» **PROVIDED RECORDS**:
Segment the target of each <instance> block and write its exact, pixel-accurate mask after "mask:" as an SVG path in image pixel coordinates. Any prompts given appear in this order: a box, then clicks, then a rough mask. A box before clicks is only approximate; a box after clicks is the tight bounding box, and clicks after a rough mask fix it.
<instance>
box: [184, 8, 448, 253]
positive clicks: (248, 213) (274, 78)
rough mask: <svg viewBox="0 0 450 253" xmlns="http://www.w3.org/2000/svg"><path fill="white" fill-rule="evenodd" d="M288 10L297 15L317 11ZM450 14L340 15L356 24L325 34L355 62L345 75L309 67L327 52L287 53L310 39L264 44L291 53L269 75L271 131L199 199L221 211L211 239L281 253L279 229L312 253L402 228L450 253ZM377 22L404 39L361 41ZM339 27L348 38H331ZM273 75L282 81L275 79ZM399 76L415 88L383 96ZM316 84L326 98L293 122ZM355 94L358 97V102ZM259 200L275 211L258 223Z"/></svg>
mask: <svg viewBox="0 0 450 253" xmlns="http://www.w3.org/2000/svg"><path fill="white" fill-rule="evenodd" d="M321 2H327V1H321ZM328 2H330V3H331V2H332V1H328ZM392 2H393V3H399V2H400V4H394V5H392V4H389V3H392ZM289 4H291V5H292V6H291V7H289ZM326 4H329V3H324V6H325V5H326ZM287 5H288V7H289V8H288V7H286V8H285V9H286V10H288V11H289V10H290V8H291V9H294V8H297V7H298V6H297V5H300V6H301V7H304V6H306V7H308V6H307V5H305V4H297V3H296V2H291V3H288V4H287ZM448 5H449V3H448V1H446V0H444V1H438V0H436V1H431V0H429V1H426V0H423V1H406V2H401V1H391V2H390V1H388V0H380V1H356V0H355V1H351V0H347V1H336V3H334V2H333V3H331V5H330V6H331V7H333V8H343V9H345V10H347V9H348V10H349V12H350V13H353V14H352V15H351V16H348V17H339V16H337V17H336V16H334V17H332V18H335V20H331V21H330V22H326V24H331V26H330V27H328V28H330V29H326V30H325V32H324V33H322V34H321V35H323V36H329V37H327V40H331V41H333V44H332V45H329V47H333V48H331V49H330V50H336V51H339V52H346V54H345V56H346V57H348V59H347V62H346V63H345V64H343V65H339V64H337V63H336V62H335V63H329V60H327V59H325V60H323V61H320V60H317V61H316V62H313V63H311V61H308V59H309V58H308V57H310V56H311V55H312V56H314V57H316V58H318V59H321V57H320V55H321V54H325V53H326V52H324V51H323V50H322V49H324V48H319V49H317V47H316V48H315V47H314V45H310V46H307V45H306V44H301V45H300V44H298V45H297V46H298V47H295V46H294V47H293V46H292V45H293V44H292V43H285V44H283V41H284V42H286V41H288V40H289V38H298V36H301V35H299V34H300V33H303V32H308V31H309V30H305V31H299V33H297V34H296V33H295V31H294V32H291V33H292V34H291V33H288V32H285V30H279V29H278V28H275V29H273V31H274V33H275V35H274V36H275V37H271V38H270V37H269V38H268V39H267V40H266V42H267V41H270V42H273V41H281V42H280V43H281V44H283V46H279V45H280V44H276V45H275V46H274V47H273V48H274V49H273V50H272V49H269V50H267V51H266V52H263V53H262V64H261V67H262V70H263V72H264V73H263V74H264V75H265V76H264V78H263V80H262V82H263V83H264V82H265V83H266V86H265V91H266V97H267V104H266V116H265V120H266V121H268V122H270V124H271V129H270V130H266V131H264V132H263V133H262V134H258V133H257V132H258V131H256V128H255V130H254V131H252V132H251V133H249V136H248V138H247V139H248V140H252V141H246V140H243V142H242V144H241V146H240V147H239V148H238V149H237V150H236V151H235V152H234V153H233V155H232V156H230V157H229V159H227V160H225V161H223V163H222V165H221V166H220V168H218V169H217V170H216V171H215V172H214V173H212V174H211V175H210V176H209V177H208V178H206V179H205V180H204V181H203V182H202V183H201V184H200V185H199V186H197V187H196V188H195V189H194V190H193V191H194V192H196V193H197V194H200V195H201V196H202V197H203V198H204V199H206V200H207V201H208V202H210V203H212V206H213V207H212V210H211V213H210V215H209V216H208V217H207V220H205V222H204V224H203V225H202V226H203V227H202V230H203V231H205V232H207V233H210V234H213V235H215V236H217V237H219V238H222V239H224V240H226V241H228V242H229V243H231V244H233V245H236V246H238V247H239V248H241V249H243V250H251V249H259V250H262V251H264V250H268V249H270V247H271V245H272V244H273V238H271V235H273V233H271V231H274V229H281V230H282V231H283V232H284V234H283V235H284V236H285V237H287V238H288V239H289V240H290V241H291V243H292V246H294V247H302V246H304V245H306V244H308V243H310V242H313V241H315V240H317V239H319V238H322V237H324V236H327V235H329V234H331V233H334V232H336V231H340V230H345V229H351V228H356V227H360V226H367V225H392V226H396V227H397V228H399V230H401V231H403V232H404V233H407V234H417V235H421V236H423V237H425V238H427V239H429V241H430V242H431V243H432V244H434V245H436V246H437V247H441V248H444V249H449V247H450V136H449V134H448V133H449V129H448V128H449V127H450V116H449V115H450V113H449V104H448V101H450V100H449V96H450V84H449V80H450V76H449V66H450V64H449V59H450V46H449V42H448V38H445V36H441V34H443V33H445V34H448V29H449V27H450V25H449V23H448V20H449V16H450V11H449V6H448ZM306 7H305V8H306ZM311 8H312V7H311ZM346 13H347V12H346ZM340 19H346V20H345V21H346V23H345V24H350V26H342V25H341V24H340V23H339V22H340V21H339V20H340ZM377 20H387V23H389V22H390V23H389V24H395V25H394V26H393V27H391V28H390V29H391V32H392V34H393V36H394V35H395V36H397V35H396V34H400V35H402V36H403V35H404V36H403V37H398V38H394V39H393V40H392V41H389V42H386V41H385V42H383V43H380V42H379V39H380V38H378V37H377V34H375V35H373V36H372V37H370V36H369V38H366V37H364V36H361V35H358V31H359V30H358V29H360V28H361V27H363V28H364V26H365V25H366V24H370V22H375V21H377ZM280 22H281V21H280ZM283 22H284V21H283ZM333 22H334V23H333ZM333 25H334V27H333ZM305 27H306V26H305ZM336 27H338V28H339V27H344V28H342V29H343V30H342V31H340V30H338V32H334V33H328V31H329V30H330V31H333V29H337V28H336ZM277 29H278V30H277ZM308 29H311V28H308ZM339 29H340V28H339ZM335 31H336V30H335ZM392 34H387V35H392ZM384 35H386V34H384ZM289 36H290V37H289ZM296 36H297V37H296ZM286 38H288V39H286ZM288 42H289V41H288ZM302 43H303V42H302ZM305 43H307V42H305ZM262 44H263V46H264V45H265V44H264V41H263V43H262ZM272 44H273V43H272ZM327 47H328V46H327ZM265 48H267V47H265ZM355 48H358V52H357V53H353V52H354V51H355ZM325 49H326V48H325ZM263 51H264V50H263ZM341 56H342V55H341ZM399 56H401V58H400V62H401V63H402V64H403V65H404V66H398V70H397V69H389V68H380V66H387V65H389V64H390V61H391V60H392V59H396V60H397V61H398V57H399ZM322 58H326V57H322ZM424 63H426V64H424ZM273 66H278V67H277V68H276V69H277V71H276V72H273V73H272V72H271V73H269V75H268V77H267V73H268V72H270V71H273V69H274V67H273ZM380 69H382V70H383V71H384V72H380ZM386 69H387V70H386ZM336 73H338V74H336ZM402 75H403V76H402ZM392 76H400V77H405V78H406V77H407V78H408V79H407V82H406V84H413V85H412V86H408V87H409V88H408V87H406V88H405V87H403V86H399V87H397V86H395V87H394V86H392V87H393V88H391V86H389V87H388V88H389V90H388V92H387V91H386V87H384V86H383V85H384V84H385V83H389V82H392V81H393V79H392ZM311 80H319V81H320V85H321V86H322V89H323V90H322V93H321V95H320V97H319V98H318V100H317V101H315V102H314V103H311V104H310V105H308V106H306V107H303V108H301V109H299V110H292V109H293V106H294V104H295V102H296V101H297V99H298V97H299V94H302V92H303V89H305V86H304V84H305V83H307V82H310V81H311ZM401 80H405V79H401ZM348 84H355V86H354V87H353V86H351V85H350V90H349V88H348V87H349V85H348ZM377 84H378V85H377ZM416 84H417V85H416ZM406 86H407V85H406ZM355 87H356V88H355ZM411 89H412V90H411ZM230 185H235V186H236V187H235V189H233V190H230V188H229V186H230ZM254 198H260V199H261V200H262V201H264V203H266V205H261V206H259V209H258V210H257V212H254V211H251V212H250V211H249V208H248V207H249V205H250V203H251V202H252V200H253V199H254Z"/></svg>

» **PROBLEM DESCRIPTION**: Nothing but the lines from the first line of the data through the line with "box: [184, 8, 448, 253]" should be returned, exactly as they appear, both ends included.

» **RESPONSE**:
Segment the target of each <instance> block and write its exact, pixel-accurate mask after "mask:" as an SVG path in image pixel coordinates. Any prompts given appear in this order: a box, then clicks, then a rough mask. A box before clicks is only approximate; a box after clicks is the tight bounding box, and clicks after a rough mask fix it.
<instance>
box: [184, 8, 448, 253]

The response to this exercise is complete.